## TRECHO DA FONTE
┄┄┄┄┄┄
Com a persistência característica do povo nordestino, as comunidades se mobilizaram para retomar suas terras e impedir a destruição de seu meio de subsistência, reocupando a área poucos dias depois. O pior, entretanto, ainda estava por vir. Jeová da Silva, presidente da Associação dos Produtores de Jurema, relata o ocorrido em 17 de março: "Estávamos todos presentes, chegaram os capangas encapuzados atirando na gente, batendo, queimando as pessoas, menino, velho, mulher... Teve criança que quebrou o braço na confusão, uma mulher chegou abortar o filho de sete meses". Quatro crianças ficaram reféns da milícia, usadas como escudo humano para coibir a reação dos camponeses. A polícia, longe de proteger os moradores, demonstrou intimidade e complacência com os pistoleiros. "Registramos várias queixas na delegacia mas a policia nunca foi lá tomar uma providência. No dia 17 de março a gente fez contato com a polícia, eles chegaram duas horas depois e simplesmente cumprimentaram os encapuzados, depois passaram a noite lá batendo papo com eles" denuncia Valério da Rocha, da Associação de Pedra Fria. Os camponeses continuam recebendo constantes ameaças por parte dos pistoleiros, e temem pela vida.
┄┄┄┄┄┄
## O QUE FAZER
No trecho da fonte, que cargo ocupa Jeová da Silva?
┄┄┄┄┄┄
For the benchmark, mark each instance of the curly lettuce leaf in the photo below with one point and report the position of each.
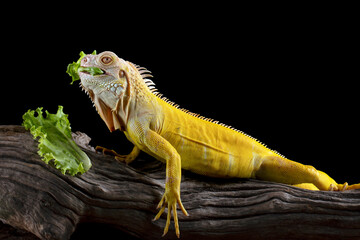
(74, 68)
(55, 141)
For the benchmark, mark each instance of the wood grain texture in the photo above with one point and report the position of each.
(37, 198)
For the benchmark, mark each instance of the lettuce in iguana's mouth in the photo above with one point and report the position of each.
(55, 141)
(74, 68)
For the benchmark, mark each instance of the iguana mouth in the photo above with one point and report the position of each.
(93, 71)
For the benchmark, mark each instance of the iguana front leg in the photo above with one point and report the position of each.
(163, 149)
(121, 158)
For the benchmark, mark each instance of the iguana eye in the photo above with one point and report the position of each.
(106, 60)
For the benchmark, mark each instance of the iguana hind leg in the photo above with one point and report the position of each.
(121, 158)
(278, 169)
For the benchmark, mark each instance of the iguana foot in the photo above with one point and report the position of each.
┄┄┄┄┄┄
## RESPOSTA
Ele é presidente da Associação dos Produtores de Jurema.